- CHECK YOUR UNDERSTANDING
1. In the forum excerpt, why did the writer switch from ordinary cigarettes to e-cigarettes? Answer in one to three sentences.
2. Reproduce everything in the forum excerpt from "Anyways for now" down to "tar from smoking.".
3. Answer these questions about the forum excerpt:
(a) What did the writer once have done after becoming convinced of having lung cancer?
(b) What condition in the writer's bedroom was once given as the cause of chest pains?
(c) On what date and at what time is the post by Tessar marked?

- PROVIDED PASSAGE

== Segment start ==

I had times where I was convinced I had lung cancer and had chest x-rays done etc, every time I had worries my GP tried to convince me it was nothing but I would still worry my GP was wrong, after sometime I would get over what ever the issue was until the next time I had a chest pain and the process would start all over again.

So I eventually came to the conclusion that to stop this worry I would have to sop smoking, easier said than done I know, but I did find a compromise, I swapped normal fags for e-cigs and in turn that has greatly lowered my worries of getting lung cancer.

Anyways for now while you smoke, it's worth remembering that chest pains, discomfort etc can be caused by so many things, I was told once it was because I had been carrying my baby a lot and another time it was because my bedroom had damp, other times it was asthma, but every time it was nothing to worry about, as or blood and brown specs, from what I remember the blood was put down to coming from my nose that drips down throat and comes up when you cough, the brown specs are most likely tar from smoking.

Hope some of that helps.

Iain

Tessar
14-01-13, 21:41
I know what you mean. I too have brilliant days where I can see that I am being absolutely ridiculous and then other days I am terrible.

== Segment end ==

- EXTRACTED MATERIAL
== Segment start ==

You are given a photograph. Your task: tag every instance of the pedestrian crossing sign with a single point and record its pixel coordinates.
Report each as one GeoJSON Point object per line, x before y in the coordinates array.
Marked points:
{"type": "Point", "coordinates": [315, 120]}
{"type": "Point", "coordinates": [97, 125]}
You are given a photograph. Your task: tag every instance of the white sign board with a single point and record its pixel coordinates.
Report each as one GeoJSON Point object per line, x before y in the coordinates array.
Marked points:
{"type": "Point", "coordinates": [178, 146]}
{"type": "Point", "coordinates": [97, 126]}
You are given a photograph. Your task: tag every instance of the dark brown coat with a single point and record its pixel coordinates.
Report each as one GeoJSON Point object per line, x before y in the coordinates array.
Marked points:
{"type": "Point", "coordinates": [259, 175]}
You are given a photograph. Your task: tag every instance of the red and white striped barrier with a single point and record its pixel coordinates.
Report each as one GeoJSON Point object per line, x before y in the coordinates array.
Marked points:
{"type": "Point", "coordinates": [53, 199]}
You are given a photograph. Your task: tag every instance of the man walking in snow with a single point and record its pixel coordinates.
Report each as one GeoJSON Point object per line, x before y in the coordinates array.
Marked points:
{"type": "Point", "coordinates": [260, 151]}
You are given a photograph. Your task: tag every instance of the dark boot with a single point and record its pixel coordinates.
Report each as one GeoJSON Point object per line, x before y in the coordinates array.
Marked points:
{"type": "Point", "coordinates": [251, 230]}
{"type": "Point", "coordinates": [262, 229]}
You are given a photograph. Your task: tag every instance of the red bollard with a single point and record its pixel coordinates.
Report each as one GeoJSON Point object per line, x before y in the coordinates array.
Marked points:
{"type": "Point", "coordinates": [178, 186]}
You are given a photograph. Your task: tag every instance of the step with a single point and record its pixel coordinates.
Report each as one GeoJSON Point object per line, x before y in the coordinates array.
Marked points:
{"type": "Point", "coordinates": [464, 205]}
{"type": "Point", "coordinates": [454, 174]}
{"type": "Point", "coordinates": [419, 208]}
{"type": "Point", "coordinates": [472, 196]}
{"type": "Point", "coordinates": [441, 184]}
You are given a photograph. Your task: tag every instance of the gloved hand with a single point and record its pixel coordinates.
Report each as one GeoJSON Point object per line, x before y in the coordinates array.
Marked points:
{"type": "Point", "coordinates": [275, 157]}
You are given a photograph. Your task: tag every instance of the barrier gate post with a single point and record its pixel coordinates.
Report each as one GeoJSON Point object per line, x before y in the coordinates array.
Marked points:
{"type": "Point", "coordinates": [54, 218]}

== Segment end ==

- ANSWERS
1. The writer had repeatedly worried about having lung cancer and concluded that stopping smoking was the way to end that worry. Quitting was hard, so switching to e-cigarettes served as a compromise, and it has greatly lowered the writer's worries about getting lung cancer.

2.
Anyways for now while you smoke, it's worth remembering that chest pains, discomfort etc can be caused by so many things, I was told once it was because I had been carrying my baby a lot and another time it was because my bedroom had damp, other times it was asthma, but every time it was nothing to worry about, as or blood and brown specs, from what I remember the blood was put down to coming from my nose that drips down throat and comes up when you cough, the brown specs are most likely tar from smoking.

3.
(a) Chest X-rays.
(b) Damp.
(c) 14-01-13, at 21:41.